▶ **TASK TO CARRY OUT**: Please print the data that follows, keeping every line exact.

Stored data entries:
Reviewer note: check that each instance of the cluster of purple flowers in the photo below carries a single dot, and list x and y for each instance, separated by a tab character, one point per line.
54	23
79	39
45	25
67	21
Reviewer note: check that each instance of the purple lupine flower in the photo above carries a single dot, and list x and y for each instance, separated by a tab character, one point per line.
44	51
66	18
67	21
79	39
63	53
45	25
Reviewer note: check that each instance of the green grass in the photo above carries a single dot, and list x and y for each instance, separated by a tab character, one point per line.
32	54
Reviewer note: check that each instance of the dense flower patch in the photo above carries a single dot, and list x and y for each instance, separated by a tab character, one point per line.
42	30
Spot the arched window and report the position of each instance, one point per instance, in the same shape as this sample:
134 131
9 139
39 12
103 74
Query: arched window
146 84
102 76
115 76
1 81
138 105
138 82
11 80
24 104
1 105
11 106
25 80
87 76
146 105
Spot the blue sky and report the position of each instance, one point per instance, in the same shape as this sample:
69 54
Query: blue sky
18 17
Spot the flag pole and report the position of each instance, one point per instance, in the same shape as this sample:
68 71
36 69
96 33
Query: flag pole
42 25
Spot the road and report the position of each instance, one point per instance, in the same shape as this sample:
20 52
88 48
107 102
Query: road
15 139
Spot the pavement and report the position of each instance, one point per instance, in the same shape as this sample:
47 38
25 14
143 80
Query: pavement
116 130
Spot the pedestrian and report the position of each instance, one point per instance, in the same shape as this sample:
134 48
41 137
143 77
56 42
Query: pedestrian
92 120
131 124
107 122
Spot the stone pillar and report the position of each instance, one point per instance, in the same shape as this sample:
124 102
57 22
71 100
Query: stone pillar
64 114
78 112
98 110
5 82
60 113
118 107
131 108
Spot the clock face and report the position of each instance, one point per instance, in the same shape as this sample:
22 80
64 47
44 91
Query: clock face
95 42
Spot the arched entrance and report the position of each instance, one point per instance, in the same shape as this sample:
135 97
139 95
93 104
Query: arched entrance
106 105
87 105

▶ **FINISHED TASK**:
Reviewer note: check that each instance of the cluster of purple flowers in the photo below carries a single dot, and list x and y for each instance, separated by a tab character, one point per line.
54	23
79	39
45	25
67	21
Reviewer note: check that each instance of the purple lupine flower in the photo above carries a single dot, and list x and y for each instance, separated by a tab character, one point per line.
44	51
66	18
67	21
79	39
63	53
45	25
Reviewer note: check that each instance of the green grass in the photo above carries a single dot, and list x and y for each instance, separated by a tab character, one point per line.
32	54
Reviewer note: check that each instance of the dense flower patch in the photo above carries a single dot, and list x and y for each instance, separated by a tab character, one point per line.
42	30
Spot the arched window and report the position of each instance, one point per instance, in the same shape as this sample:
134 131
9 139
39 12
103 74
Query: arched window
146 84
102 76
115 76
1 81
138 105
138 82
11 80
24 104
1 105
11 106
25 80
87 76
146 105
Spot the blue sky and report the position of each instance, one point per instance, in the same shape as this sample:
69 54
Query: blue sky
18 17
Spot the flag pole and report the position of each instance, one point per instance, in the same shape as this sample:
68 71
36 69
96 33
Query: flag pole
42 25
Spot the road and report the position of each instance, one point per instance, in the same shape as this sample:
20 52
88 48
107 102
Query: road
15 139
Spot the pavement and report the position of each instance, one point per instance, in the same shape as this sample:
47 38
25 14
143 80
Query: pavement
116 130
Spot the pedestrian and report the position of each instance, one point per instance, in the same shape as this sample:
134 48
41 137
143 77
56 42
Query: pedestrian
92 120
131 124
107 122
Spot the stone pillar and report the position of each instance, one point per instance, in the same shape as this sample:
124 102
57 22
71 100
Query: stone pillar
64 114
78 112
98 110
5 82
60 113
118 107
131 108
Spot the clock face and report the position of each instance, one point per instance, in the same shape as this sample:
22 80
64 47
44 91
Query: clock face
95 42
Spot the arched entrance and report the position of each instance, one point per instance, in the same shape as this sample:
135 97
139 95
93 104
Query: arched entrance
106 105
87 105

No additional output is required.